Д.ДОНДУРЕЙ – Вы думаете, что люди ставят памятники на протяжении этих тысяч лет символам чудовищной жизни? Вы думаете, что ставят тиранам, проигравшим битвы полководцам, отвратительным убийцам? Мне кажется, нет. Они ставят тем, кем они хотят гордиться, кого они хотят, чтобы знали их дети, кто должен оставаться в учебниках истории. Мне кажется это так.

В.БОЙКО – Мы с Кариной вспомнили один пример: Берлинская стена. Снесена не полностью. Памятник «холодной войны», памятник разделения одного народа волею государств, но памятник, который существует, по крайней мере, фрагменты его существуют пусть и оскверненные, с точки зрения того режима, которым устанавливалась эта стена. Более того, мы имеем совершенно жуткий и практический объект в качестве символического.

К.ОРЛОВА – Может быть, он символизирует как раз падение?

*****

Что сделать →
(1) Отредактируйте разговор о памятниках, начиная со слов «В.БОЙКО – Мы» и продолжая до слов «в качестве символического.», и замените «фрагменты» на «обломки».
(2) Подхватите разговор о памятниках и продолжите его после последней реплики.
Следующий список взят из другого источника.

*****

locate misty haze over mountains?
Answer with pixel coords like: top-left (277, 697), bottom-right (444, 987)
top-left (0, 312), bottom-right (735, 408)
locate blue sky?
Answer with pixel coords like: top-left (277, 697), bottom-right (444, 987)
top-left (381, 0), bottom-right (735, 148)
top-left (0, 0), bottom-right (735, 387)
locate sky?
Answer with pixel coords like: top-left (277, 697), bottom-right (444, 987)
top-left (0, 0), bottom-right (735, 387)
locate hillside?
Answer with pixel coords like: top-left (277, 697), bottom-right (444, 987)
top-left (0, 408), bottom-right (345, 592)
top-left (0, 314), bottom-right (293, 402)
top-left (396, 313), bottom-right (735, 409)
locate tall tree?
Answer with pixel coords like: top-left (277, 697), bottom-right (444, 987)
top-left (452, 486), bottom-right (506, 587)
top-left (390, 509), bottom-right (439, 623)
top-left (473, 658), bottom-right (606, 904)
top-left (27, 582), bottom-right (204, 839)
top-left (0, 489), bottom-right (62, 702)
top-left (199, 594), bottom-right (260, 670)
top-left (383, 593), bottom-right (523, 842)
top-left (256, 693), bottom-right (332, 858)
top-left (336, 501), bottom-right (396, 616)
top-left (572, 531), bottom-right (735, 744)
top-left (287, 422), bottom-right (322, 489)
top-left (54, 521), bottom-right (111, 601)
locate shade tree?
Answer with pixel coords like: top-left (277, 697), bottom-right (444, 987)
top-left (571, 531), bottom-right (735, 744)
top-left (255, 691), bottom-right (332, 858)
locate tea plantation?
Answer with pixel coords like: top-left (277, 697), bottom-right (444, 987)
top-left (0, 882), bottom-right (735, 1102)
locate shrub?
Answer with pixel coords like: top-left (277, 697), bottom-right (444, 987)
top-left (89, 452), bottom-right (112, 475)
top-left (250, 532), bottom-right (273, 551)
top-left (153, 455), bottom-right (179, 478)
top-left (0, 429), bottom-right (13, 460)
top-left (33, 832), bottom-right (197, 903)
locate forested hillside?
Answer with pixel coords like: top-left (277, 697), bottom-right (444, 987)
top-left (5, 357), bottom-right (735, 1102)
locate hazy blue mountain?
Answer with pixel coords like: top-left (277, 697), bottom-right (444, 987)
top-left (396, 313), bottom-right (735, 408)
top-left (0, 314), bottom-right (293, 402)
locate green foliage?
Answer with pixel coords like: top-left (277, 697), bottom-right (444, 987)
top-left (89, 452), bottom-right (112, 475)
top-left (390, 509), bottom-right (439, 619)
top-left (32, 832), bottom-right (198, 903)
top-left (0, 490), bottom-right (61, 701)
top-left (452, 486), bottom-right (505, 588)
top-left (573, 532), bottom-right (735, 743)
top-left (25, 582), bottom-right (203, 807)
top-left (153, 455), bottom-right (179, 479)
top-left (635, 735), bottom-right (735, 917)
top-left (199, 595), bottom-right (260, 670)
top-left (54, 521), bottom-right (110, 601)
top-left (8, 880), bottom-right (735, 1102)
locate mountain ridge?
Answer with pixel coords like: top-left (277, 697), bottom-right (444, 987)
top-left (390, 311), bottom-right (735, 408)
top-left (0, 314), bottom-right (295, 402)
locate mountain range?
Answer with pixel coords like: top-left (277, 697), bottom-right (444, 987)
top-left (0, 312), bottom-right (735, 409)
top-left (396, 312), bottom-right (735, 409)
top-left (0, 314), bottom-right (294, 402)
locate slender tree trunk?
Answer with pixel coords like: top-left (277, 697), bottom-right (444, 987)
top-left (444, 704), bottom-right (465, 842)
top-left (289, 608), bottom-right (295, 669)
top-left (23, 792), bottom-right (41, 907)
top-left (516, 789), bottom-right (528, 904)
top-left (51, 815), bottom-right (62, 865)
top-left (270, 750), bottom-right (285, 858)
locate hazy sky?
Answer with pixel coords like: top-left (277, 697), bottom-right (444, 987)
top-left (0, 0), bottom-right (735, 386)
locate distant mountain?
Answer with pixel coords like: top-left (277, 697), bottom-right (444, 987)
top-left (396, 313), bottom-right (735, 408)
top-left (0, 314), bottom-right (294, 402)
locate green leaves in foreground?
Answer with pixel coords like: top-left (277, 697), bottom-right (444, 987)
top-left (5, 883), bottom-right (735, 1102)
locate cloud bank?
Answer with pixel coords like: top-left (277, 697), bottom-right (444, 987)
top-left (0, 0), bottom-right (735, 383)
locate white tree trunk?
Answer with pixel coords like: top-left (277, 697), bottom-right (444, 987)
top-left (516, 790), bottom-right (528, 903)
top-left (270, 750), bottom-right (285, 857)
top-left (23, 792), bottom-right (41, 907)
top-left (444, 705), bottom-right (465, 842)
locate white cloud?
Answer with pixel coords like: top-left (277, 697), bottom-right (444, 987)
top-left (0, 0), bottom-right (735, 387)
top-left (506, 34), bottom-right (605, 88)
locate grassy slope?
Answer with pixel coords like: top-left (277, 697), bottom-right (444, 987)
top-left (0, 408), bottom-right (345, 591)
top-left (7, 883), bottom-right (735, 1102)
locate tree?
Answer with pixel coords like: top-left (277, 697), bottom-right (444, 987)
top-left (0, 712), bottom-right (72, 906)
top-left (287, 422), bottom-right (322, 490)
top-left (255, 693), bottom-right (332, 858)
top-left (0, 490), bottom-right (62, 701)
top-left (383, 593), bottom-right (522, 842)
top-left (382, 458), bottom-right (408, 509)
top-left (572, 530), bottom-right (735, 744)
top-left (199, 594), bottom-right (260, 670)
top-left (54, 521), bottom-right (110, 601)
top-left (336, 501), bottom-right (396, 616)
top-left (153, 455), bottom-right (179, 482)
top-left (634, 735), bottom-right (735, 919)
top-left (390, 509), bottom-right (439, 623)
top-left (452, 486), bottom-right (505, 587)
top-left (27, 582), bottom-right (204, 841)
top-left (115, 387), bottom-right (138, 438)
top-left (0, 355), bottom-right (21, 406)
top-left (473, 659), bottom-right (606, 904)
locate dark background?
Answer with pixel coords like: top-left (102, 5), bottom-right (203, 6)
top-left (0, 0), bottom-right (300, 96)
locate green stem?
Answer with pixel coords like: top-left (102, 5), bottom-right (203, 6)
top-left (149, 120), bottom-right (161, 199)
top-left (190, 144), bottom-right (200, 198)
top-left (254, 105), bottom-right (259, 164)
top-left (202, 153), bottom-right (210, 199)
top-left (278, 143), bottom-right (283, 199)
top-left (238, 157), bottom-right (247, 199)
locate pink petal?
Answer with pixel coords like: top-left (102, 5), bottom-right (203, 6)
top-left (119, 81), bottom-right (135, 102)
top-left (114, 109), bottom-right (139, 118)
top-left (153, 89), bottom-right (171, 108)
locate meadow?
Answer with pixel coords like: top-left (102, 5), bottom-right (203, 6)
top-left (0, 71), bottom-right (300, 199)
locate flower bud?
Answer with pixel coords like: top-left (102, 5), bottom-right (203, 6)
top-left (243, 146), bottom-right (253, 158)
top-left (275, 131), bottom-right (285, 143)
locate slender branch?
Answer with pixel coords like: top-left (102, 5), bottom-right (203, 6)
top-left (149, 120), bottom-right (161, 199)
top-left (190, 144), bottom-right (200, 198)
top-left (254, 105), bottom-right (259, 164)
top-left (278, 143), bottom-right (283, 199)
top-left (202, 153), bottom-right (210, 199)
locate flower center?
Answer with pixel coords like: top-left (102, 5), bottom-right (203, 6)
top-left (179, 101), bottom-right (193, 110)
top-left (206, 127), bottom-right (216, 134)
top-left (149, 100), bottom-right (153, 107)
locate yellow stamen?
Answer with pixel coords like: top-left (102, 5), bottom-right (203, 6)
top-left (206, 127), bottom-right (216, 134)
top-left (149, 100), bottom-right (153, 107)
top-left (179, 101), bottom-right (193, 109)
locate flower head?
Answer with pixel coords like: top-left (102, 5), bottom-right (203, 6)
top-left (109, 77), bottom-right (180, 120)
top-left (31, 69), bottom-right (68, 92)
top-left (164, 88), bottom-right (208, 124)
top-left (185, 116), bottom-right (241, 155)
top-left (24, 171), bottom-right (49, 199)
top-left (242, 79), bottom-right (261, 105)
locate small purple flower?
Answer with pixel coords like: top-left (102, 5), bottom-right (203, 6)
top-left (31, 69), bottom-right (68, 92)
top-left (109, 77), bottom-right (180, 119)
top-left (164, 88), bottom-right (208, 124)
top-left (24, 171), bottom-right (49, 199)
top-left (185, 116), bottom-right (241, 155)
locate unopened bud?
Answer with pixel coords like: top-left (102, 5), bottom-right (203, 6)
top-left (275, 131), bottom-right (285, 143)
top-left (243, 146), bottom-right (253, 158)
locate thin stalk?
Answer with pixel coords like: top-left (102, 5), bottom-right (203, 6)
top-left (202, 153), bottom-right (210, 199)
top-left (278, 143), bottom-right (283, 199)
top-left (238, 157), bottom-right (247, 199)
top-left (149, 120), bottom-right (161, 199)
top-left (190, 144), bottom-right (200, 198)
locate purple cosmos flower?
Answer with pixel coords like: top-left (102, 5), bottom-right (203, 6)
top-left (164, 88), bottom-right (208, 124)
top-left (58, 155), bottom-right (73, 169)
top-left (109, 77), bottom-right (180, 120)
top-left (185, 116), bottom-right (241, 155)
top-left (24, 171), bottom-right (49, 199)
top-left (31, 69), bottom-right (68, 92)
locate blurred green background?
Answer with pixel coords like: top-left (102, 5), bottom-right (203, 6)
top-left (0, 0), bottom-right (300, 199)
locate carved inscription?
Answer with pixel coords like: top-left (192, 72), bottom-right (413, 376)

*****

Результаты выполнения →
(1)
В.БОЙКО – Мы с Кариной вспомнили один пример: Берлинская стена. Снесена не полностью. Памятник «холодной войны», памятник разделения одного народа волею государств, но памятник, который существует, по крайней мере, обломки его существуют пусть и оскверненные, с точки зрения того режима, которым устанавливалась эта стена. Более того, мы имеем совершенно жуткий и практический объект в качестве символического.

(2)
Д.ДОНДУРЕЙ – Я думаю, он рассказывает о том, что в этом месте происходило нечто важное для крупнейшего народа Европы. И, если вы там были, вы видели – и музей стены там есть – очень важно. И там очень небольшая часть с этими чудесными поцелуями Брежнева с Хонеккером, что является для любого постмодерниста ну просто выдающимся художественным высказыванием. Это другие совершенно задачи. Эти стены не воспроизведены в каждом немецком городе. Люди туда не ходят поклоняться, не принимают там молодых людей в виде замужества-женитьбы. Вот этого гигантского символического акционирования в Германии не происходит, а здесь это все происходит.

В.БОЙКО – Мне кажется, что вы несколько демонизируете памятники Ленину, потому что вот я сам из небольшого провинциального города Саратова…

Д.ДОНДУРЕЙ – И вы ради, что у вас есть памятник.

В.БОЙКО – Я хочу сказать, что там живет порядка 900 тысяч человек и молодые не ходят фотографироваться к Ленину, хотя он стоит на центральной площади города. Рядом с Лениным катаются на скейтбордах и люди просто встречаются – есть такое выражение – «под пальцем».

Д.ДОНДУРЕЙ – А, что же он выражает, этот памятник Ленину, как на ваш взгляд?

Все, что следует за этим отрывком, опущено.